- Requirements
Rewrite the lines from the one with "Return the outline of every instance of the house." through the end of the listing, replacing "rings" with "loops" and changing nothing else.

- Supplied material
-*-
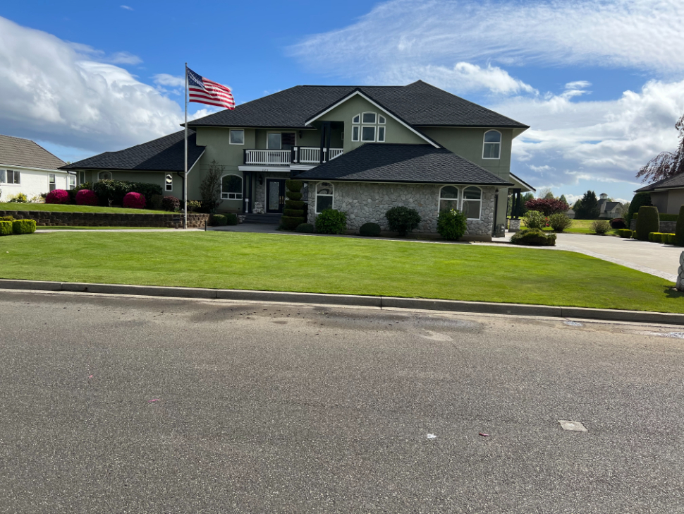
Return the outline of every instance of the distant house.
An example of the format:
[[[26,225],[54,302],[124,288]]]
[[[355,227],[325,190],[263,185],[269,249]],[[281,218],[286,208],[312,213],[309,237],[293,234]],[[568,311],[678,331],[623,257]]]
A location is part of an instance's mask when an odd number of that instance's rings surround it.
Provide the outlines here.
[[[625,213],[625,208],[620,202],[608,201],[608,195],[601,193],[599,200],[599,218],[612,220],[613,217],[622,217]]]
[[[30,139],[0,135],[0,201],[19,193],[30,199],[54,189],[73,189],[75,174],[59,169],[66,164]]]

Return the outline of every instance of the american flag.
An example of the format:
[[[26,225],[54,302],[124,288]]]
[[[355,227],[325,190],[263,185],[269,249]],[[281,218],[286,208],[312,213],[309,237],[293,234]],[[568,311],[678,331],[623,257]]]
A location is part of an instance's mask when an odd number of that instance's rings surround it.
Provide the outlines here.
[[[190,68],[188,70],[188,90],[190,101],[226,109],[235,109],[235,99],[231,88],[217,82],[200,77]]]

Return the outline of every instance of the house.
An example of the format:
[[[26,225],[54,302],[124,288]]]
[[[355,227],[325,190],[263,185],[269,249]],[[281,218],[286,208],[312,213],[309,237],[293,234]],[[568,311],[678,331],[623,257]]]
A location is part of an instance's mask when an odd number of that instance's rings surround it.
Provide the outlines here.
[[[511,173],[513,140],[528,126],[421,80],[403,86],[298,85],[188,123],[188,198],[213,162],[221,208],[279,215],[285,180],[305,184],[307,217],[347,213],[348,229],[412,207],[418,230],[441,210],[467,213],[468,235],[503,235],[508,195],[530,191]],[[64,169],[80,182],[154,181],[183,196],[183,132],[107,152]],[[249,217],[251,220],[257,215]]]
[[[30,139],[0,135],[0,201],[23,193],[30,200],[54,189],[73,189],[76,176],[66,163]]]
[[[679,208],[684,205],[684,173],[656,181],[635,192],[649,193],[651,203],[661,214],[679,214]]]
[[[612,220],[613,217],[622,217],[625,213],[625,208],[620,202],[608,201],[608,195],[601,193],[599,196],[599,217]]]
-*-
- Full output
Return the outline of every instance of the house.
An example of the format:
[[[26,225],[54,302],[124,288]]]
[[[355,227],[325,190],[263,185],[269,249]],[[281,218],[286,208],[312,213],[309,237],[293,234]],[[568,311],[678,331],[623,257]]]
A location is part of an instance's mask when an odd number of that instance's loops surround it.
Provide the outlines here.
[[[511,173],[513,140],[528,126],[421,80],[403,86],[298,85],[188,123],[188,198],[213,162],[221,208],[279,215],[285,180],[305,184],[307,217],[347,213],[348,229],[412,207],[418,230],[441,210],[467,213],[468,235],[503,235],[508,195],[530,191]],[[64,169],[80,182],[154,181],[183,196],[183,132],[107,152]],[[249,217],[251,220],[257,215]]]
[[[30,139],[0,135],[0,201],[23,193],[30,200],[54,189],[73,189],[76,176],[66,163]]]
[[[679,208],[684,205],[684,173],[656,181],[635,192],[649,193],[651,203],[661,214],[679,214]]]
[[[612,220],[613,217],[622,217],[625,213],[625,208],[620,202],[608,201],[608,195],[601,193],[599,196],[599,217]]]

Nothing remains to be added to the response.